The request: Repeat exactly, and only, the lines from the line containing "Pin the green pasture, one" through the last line of the records below, including both.

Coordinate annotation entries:
◆ ◆ ◆ ◆ ◆
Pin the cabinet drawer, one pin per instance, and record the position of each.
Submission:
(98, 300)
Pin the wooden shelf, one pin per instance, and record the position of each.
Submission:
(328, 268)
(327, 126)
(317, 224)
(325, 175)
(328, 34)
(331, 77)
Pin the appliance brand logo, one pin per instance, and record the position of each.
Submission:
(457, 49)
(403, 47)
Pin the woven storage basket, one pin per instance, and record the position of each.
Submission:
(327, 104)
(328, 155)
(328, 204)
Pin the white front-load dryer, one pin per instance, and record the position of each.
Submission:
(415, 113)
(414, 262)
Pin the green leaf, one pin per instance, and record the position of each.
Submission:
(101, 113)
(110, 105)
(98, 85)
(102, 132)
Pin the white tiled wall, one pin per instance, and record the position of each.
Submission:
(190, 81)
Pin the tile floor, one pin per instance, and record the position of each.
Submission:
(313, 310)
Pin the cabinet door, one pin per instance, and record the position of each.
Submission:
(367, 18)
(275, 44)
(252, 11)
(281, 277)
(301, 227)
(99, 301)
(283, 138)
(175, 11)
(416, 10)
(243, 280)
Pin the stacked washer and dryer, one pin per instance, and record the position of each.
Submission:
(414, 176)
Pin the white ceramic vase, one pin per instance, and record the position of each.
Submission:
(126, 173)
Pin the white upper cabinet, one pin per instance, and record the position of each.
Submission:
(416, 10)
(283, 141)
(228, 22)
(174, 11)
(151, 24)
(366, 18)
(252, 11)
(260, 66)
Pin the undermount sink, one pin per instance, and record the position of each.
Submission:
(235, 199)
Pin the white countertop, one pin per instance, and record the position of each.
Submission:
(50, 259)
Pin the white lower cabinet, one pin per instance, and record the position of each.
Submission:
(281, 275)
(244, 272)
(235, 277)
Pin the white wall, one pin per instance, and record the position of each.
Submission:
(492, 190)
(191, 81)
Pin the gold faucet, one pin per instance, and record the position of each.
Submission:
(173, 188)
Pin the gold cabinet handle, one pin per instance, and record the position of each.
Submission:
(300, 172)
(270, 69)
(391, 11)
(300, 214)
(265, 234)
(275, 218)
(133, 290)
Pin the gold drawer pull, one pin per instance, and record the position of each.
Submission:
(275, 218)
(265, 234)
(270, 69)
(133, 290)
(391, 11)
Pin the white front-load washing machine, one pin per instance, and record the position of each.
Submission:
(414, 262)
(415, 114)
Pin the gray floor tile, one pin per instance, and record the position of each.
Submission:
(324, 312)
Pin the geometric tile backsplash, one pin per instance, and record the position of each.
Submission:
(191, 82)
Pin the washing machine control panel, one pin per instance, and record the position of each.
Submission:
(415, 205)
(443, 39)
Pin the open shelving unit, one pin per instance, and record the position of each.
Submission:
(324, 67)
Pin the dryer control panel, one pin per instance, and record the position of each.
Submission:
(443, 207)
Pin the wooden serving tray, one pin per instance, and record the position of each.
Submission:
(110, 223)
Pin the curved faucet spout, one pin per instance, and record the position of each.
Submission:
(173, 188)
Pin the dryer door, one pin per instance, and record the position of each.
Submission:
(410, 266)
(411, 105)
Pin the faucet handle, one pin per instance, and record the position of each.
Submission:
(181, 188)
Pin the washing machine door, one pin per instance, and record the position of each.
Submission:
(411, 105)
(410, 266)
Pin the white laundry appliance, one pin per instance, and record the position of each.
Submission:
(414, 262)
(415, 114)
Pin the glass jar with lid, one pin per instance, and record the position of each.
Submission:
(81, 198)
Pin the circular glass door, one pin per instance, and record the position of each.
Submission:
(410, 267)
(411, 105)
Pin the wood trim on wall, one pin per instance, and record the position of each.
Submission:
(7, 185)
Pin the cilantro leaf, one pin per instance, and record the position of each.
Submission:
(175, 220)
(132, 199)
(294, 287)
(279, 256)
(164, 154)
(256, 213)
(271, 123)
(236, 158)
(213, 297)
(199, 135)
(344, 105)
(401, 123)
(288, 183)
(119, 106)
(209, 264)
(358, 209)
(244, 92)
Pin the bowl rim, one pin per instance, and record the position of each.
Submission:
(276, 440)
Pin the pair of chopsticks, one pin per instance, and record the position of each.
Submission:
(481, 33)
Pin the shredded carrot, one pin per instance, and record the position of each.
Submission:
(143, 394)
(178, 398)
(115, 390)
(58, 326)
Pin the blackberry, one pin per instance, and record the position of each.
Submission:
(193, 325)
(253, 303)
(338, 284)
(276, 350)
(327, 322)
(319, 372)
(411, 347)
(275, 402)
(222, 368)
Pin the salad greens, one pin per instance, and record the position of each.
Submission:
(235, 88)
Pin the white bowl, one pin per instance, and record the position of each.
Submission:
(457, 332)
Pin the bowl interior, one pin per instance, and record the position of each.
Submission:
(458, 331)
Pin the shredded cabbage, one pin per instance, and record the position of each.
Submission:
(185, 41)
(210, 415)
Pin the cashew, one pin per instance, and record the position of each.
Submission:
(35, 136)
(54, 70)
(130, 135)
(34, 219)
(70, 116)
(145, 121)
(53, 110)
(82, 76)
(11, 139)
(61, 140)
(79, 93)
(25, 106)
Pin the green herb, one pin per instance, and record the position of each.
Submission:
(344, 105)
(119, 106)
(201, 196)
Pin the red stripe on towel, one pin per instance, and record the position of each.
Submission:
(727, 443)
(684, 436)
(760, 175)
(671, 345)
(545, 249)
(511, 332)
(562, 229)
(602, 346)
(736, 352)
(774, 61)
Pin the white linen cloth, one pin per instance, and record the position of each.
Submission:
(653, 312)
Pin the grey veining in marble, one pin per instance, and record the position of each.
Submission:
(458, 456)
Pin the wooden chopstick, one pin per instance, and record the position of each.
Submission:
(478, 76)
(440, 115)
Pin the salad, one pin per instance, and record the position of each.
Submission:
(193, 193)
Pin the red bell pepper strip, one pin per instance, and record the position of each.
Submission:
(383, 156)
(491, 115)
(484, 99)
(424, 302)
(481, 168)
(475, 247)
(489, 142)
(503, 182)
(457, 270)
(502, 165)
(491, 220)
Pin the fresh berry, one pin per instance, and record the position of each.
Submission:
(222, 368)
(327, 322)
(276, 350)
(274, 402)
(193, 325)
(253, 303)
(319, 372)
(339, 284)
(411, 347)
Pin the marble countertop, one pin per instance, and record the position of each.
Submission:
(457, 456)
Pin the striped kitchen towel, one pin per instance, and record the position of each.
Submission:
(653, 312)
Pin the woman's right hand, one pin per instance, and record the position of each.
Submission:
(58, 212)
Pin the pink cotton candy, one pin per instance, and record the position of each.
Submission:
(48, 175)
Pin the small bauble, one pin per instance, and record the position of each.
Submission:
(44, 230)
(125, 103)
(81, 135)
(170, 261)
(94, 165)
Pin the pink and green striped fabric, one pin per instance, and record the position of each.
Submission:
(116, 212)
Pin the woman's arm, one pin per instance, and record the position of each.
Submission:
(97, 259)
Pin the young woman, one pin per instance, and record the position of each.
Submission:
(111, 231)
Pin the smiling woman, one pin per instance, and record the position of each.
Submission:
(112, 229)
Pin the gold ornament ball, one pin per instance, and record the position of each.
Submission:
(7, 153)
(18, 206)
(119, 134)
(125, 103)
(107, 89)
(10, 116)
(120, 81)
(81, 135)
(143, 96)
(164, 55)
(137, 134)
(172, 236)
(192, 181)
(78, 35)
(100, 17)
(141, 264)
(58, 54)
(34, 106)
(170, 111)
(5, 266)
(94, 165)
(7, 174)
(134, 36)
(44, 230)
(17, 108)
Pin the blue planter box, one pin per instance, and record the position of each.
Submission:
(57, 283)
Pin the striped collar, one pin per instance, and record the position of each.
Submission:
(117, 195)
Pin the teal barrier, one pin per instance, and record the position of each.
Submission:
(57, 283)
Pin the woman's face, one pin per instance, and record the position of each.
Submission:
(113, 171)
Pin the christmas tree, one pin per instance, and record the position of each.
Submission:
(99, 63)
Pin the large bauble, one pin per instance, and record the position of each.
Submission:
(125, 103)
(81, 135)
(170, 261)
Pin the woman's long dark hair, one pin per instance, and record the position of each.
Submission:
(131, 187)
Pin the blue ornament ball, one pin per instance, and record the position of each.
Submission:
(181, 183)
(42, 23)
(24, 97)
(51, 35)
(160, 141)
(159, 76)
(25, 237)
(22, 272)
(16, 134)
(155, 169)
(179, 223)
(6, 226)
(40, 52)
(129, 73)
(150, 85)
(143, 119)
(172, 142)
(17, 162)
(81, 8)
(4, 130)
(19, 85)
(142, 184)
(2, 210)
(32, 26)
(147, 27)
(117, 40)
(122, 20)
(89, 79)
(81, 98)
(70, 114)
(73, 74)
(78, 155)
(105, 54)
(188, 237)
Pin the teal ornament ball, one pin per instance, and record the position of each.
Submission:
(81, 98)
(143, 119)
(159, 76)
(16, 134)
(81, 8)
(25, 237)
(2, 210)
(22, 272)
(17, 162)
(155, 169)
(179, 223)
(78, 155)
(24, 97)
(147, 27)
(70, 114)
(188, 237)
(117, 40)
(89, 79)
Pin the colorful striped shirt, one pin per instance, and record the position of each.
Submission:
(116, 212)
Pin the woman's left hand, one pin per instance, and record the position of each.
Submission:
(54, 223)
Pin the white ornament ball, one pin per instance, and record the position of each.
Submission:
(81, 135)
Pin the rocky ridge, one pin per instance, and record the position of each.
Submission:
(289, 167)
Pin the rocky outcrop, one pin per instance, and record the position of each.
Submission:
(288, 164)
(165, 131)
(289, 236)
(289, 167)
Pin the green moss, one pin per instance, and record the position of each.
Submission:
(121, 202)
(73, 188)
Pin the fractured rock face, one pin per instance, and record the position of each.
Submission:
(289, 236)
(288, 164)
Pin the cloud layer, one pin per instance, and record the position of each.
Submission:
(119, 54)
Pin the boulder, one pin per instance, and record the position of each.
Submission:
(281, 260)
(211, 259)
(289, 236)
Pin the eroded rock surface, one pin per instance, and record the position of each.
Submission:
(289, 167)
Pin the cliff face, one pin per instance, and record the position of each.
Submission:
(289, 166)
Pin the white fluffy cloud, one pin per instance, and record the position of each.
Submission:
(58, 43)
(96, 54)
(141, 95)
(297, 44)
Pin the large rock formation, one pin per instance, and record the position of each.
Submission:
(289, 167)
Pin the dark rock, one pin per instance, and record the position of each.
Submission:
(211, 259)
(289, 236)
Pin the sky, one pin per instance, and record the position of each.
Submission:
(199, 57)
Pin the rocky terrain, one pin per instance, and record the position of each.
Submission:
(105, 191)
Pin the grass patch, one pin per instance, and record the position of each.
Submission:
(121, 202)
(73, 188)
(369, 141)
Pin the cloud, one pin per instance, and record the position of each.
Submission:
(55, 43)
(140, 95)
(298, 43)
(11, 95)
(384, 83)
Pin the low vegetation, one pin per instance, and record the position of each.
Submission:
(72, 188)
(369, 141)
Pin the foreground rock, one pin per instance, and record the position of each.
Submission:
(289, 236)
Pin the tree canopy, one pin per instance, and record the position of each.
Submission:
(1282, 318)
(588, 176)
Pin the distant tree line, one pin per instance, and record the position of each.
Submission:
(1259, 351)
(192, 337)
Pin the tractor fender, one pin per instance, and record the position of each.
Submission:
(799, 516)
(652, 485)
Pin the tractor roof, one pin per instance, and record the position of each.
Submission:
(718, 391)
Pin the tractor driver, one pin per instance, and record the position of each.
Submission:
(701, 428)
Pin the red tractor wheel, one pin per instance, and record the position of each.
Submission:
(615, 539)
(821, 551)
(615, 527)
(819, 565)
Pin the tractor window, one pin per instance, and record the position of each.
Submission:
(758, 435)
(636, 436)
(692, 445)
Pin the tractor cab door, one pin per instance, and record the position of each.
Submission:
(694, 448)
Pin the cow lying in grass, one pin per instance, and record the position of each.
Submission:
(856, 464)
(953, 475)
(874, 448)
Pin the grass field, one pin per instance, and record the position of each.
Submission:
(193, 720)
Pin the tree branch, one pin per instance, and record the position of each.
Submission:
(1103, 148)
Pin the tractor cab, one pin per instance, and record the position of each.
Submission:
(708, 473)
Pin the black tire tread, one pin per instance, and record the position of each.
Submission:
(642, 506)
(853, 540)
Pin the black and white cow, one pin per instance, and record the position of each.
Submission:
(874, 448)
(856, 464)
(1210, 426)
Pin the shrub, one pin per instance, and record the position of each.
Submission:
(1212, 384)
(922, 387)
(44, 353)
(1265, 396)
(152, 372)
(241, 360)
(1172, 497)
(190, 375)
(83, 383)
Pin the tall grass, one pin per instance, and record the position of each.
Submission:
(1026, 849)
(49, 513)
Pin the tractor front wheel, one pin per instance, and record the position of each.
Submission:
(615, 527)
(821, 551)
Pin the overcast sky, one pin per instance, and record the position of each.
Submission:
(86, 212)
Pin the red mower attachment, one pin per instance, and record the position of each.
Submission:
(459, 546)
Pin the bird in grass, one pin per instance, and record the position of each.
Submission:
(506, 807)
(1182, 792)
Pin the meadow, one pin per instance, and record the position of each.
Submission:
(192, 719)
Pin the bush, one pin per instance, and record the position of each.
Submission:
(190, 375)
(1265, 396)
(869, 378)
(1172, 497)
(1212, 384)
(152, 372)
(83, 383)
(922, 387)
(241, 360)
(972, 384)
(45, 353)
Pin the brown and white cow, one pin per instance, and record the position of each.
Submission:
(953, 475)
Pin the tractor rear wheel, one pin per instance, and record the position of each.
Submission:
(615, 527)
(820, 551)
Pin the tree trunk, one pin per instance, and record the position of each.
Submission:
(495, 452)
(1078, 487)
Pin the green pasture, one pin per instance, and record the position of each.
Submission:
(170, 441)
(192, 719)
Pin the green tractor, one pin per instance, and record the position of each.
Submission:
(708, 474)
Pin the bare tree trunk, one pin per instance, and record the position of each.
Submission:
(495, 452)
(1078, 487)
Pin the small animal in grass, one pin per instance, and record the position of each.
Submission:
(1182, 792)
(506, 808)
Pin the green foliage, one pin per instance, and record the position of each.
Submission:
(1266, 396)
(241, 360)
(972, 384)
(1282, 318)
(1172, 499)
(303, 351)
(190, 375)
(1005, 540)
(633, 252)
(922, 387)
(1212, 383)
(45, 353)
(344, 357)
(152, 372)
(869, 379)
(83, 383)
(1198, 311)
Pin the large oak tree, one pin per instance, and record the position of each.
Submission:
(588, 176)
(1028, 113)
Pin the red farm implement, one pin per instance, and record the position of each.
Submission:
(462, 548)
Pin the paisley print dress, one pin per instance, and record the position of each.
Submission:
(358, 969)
◆ ◆ ◆ ◆ ◆
Exercise response:
Pin the green pasture, one pin per instance, and record the position of each.
Submission:
(170, 441)
(192, 719)
Pin the green tractor, one pin per instance, and record the position of each.
Submission:
(708, 474)
Pin the bare tree trunk, one pin per instance, and record the position of each.
Submission:
(495, 452)
(1078, 487)
Pin the small animal in grass, one pin per instance, and record the position of each.
Submission:
(1182, 792)
(506, 808)
Pin the green foliage, one pin per instance, and record the position of each.
Submission:
(1266, 396)
(241, 360)
(972, 384)
(1282, 318)
(1172, 499)
(303, 351)
(190, 375)
(1005, 540)
(633, 252)
(922, 387)
(1212, 383)
(45, 353)
(344, 357)
(152, 372)
(869, 379)
(83, 383)
(1198, 311)
Pin the large oak tree, one pin per instance, and record the position of each.
Submission:
(588, 176)
(1028, 113)
Pin the red farm implement, one pin per instance, and record the position of each.
Submission:
(462, 548)
Pin the paisley print dress, one pin per instance, and record the position of each.
Submission:
(358, 969)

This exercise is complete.